- _Text extract_:
- State: New South Wales
- Created: 1843
- Abolished: 1851
- Namesake: Hunter County, Brisbane County, Bligh County
- Coordinates: 32°02′54″S 150°50′04″E﻿ / ﻿32.04833°S 150.83444°E

= Electoral district of Counties of Hunter, Brisbane and Bligh =

Former legislative council electoral district of New South Wales, Australia

The Electoral district of Counties of Hunter, Brisbane and Bligh and from 1851, Phillip, Brisbane and Bligh, was an electorate of the partially elected New South Wales Legislative Council, created for the first elections for the Council in 1843. The electoral district included the north western counties of Hunter, Brisbane, Bligh. Polling took place in the towns of Jerrys Plains, nearby Merton, Muswellbrook, Scone, as far north as Murrurundi, Watson's on the Macdonald River, Cassilis and as far west as Montefiores. With the expansion of the Council in 1851 Phillip, the other north west county, was added to the district, replacing Hunter which was combined with the lower Hunter county of Northumberland as Counties of Northumberland and Hunter.

In 1856 the unicameral Legislative Council was abolished and replaced with an elected Legislative Assembly and an appointed Legislative Council. The district was represented by the Legislative Assembly Phillip, Brisbane and Bligh.

==Members==

| Member | Term |
Hunter, Brisbane and Bligh (1843–1851)
| William Dumaresq | Jun 1843 – Jun 1848 |
| Donald McIntyre | Jul 1848 – Jun 1851 |
Phillip, Brisbane and Bligh (1851–1856)

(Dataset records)
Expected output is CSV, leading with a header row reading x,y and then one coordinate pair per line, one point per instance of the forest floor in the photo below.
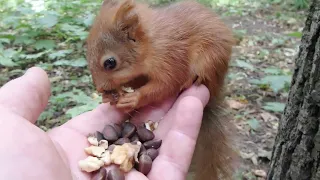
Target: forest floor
x,y
258,81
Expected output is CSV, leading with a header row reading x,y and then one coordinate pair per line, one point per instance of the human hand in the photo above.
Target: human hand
x,y
29,153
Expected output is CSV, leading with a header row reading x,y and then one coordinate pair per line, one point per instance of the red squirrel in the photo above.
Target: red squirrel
x,y
174,46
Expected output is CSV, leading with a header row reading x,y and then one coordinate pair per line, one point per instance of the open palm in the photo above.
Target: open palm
x,y
29,153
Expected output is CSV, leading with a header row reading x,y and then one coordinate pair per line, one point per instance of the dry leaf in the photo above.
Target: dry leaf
x,y
235,104
268,117
260,173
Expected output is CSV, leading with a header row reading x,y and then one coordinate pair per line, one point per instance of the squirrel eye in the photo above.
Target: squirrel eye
x,y
110,63
130,38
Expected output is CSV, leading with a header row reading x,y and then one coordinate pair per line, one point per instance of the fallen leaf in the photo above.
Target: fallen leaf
x,y
260,173
235,104
254,160
268,117
246,155
254,124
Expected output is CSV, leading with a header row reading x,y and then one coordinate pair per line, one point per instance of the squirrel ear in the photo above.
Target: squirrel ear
x,y
126,18
112,2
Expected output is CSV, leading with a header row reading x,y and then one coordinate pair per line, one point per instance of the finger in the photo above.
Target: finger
x,y
178,145
95,120
27,96
200,92
154,112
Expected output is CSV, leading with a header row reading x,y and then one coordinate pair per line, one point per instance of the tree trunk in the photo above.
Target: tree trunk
x,y
296,153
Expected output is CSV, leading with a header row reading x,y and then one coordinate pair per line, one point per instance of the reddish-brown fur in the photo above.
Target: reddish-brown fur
x,y
174,45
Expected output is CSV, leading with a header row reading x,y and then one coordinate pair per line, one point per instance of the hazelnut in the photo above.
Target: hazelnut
x,y
94,150
90,164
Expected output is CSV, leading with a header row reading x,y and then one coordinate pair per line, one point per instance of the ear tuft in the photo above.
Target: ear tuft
x,y
109,2
125,16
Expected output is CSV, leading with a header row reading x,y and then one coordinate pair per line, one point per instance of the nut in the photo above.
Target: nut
x,y
106,158
153,144
109,133
153,153
127,89
128,130
145,164
151,126
93,140
145,134
90,164
118,129
115,174
99,136
100,175
122,141
104,144
94,150
125,155
111,147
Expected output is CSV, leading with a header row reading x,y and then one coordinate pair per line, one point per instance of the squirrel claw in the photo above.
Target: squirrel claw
x,y
129,101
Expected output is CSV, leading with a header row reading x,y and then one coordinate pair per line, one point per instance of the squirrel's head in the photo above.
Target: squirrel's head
x,y
116,45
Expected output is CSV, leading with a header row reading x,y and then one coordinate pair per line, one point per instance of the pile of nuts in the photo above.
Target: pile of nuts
x,y
125,146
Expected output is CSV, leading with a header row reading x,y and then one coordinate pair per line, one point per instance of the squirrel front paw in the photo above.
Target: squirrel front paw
x,y
129,101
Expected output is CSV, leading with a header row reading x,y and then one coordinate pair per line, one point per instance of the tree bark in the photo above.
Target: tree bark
x,y
296,153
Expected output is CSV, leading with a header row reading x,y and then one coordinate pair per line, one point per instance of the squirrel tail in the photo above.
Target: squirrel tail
x,y
212,158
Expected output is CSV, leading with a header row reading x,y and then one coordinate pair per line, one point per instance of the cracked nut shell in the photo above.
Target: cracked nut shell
x,y
109,133
145,134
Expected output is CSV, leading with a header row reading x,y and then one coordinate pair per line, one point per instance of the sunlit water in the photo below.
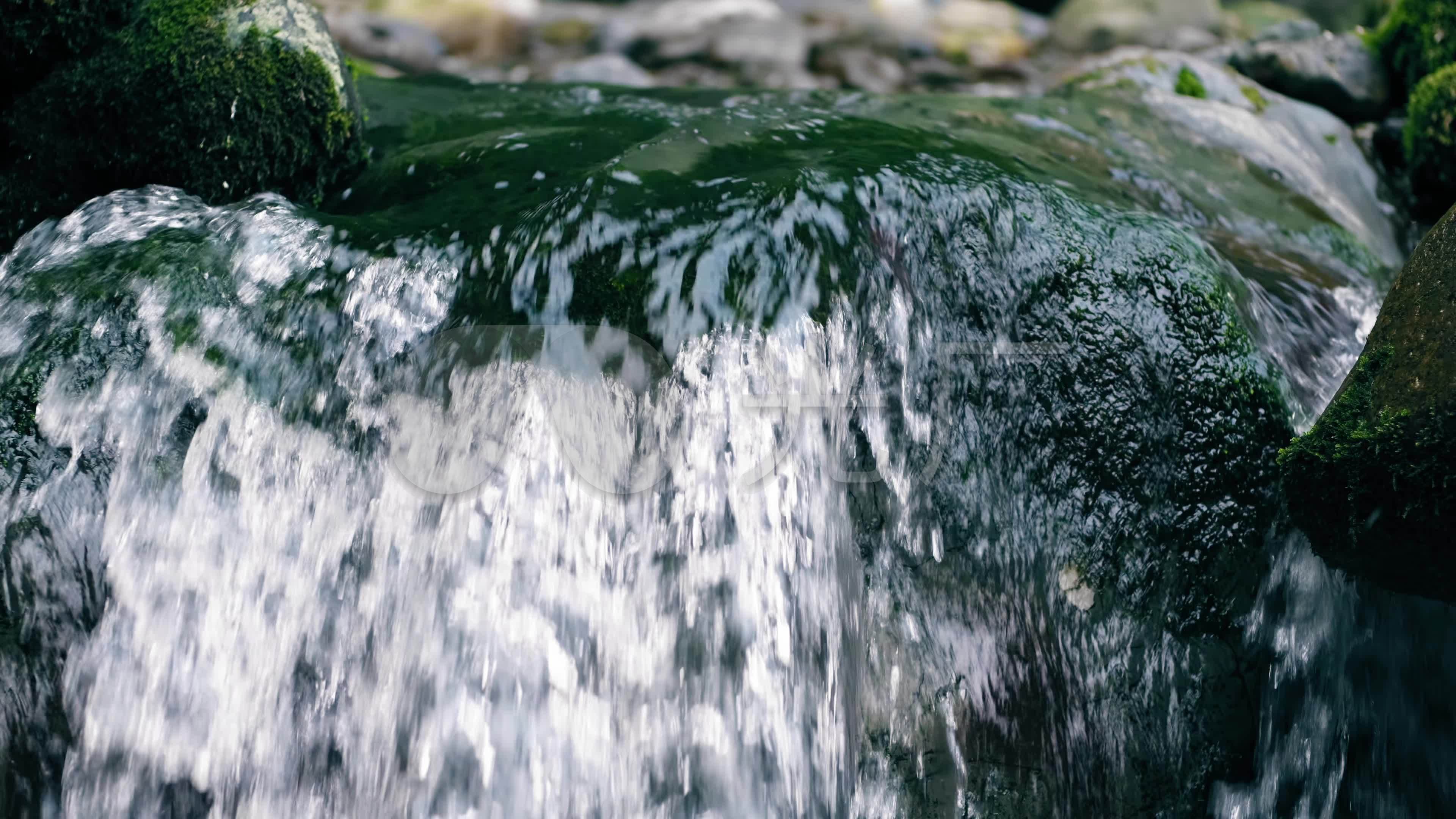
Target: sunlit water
x,y
783,569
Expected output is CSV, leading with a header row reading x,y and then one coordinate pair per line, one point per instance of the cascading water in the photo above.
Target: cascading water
x,y
937,502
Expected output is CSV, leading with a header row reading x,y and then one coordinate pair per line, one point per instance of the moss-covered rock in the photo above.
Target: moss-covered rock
x,y
38,34
1430,140
1417,38
220,98
1374,483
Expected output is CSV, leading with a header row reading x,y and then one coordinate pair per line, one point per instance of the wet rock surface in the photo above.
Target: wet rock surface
x,y
1372,482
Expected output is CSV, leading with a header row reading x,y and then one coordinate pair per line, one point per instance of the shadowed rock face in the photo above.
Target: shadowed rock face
x,y
1375,482
223,98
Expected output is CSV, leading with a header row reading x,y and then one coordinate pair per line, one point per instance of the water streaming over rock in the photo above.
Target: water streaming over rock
x,y
925,490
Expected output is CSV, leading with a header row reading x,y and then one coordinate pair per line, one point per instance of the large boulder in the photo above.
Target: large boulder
x,y
1430,140
220,98
1417,38
1374,483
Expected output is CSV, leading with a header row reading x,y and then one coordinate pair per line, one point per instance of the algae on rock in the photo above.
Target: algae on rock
x,y
220,98
1374,483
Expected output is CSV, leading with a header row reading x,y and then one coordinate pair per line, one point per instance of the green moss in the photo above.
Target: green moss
x,y
1190,85
1366,475
177,100
1430,140
1253,95
1417,38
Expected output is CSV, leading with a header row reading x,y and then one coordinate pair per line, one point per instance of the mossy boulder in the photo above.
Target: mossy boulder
x,y
1430,140
219,98
1374,483
1417,38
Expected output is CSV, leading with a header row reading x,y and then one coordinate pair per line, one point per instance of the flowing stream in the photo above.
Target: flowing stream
x,y
865,512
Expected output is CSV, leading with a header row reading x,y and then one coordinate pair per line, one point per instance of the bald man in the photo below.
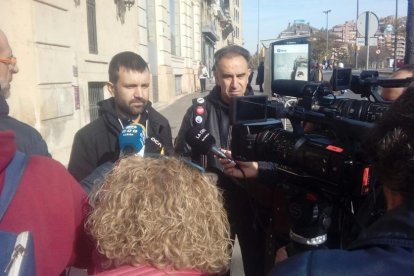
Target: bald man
x,y
28,139
391,94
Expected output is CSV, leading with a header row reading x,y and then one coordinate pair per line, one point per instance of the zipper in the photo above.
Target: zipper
x,y
13,266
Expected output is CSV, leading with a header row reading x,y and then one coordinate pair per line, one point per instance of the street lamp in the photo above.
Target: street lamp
x,y
327,39
258,31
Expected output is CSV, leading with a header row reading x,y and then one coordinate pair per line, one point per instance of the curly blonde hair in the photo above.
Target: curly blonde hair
x,y
160,212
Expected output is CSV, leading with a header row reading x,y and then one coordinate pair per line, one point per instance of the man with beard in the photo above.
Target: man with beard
x,y
97,143
231,72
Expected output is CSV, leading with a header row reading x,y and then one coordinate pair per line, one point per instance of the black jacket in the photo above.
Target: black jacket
x,y
28,139
217,123
385,248
97,142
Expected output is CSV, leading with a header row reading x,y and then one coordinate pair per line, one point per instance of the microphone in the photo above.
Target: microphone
x,y
132,140
153,146
202,142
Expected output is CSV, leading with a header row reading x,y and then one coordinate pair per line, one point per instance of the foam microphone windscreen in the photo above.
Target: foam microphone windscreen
x,y
132,140
200,140
153,146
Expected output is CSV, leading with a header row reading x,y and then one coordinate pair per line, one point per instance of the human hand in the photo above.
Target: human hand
x,y
239,169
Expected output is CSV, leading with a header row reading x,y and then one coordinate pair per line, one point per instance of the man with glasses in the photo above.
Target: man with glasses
x,y
28,139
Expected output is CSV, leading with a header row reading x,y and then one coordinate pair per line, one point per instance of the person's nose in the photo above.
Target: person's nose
x,y
138,92
233,81
15,69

- _Exercise aim_:
Please list every place named in the electoral district text above as a town where polling took place.

- _Output for this task_:
Jerrys Plains, Merton, Muswellbrook, Scone, Murrurundi, Watson's on the Macdonald River, Cassilis, Montefiores